- Task instructions
Wherever an image appears in the data, omit it and copy all the remaining text word for word.

----- Listed records

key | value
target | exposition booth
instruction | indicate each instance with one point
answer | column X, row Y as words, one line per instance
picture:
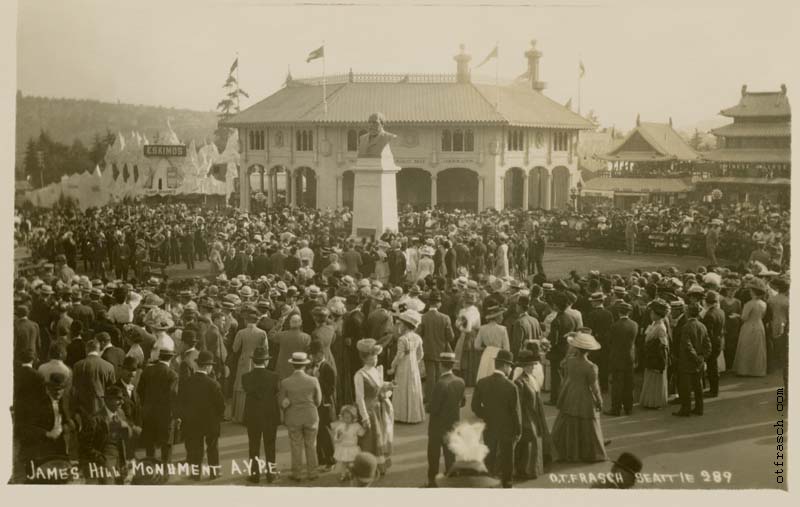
column 136, row 168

----------

- Written reply
key | value
target | exposition booth
instruction | indicate each instance with one point
answer | column X, row Y as words, one line per instance
picture:
column 136, row 168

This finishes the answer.